# start of DATA TO USE

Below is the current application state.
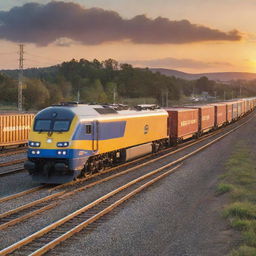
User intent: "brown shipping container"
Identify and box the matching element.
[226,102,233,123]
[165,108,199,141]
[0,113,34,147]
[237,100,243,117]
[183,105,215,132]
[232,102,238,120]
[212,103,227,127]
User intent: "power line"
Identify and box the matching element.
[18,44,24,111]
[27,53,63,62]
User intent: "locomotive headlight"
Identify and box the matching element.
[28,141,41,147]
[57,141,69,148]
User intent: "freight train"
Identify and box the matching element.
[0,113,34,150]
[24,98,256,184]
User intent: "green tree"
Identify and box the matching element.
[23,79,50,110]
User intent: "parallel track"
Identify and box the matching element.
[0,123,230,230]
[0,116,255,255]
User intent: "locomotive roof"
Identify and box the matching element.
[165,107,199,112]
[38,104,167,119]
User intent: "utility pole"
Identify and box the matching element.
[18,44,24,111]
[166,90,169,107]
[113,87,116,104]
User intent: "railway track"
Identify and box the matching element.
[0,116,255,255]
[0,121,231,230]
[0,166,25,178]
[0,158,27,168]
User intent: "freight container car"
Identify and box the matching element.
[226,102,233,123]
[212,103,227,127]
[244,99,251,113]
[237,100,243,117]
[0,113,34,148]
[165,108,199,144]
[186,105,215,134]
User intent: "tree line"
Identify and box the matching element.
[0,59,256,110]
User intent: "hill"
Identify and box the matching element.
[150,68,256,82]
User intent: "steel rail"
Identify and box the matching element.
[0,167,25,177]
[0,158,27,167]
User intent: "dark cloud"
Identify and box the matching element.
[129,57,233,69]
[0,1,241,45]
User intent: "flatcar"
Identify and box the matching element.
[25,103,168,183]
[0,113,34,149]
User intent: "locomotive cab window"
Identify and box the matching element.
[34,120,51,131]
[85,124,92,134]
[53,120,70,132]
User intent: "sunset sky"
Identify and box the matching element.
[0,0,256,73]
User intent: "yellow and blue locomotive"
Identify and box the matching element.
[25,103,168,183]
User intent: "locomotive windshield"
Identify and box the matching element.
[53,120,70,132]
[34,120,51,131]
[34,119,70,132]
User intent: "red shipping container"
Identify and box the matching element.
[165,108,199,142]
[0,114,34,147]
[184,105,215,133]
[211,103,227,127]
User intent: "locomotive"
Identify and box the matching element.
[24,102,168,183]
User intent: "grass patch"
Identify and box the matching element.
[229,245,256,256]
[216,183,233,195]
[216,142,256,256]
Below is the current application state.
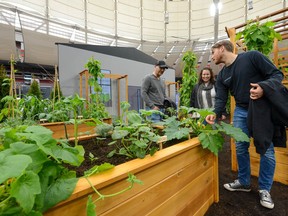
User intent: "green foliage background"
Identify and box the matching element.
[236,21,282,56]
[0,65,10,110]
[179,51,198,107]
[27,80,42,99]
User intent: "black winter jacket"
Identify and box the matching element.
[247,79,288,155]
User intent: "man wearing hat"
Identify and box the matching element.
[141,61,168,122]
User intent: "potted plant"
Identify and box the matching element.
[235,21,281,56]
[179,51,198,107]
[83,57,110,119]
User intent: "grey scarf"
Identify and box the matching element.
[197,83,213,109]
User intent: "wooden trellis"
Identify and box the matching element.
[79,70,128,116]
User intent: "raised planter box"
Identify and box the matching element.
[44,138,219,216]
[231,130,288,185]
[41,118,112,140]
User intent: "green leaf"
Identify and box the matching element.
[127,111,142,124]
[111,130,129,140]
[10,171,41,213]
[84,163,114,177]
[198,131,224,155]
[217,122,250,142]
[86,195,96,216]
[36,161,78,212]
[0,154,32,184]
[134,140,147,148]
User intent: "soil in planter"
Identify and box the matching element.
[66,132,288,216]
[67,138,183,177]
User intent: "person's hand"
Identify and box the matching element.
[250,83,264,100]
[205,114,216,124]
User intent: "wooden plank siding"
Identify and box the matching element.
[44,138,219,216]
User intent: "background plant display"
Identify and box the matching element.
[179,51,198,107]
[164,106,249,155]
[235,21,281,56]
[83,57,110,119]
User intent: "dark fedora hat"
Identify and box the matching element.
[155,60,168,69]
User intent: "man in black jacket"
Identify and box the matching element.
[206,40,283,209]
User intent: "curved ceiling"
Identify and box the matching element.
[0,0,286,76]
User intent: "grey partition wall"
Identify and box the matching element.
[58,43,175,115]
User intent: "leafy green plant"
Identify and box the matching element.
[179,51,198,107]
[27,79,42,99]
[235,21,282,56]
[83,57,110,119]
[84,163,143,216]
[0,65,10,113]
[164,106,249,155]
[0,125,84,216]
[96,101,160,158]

# end of DATA TO USE

STATED TASK: How many lines in the records above contain the string "tree"? Reply with the number only.

TASK RESULT: 2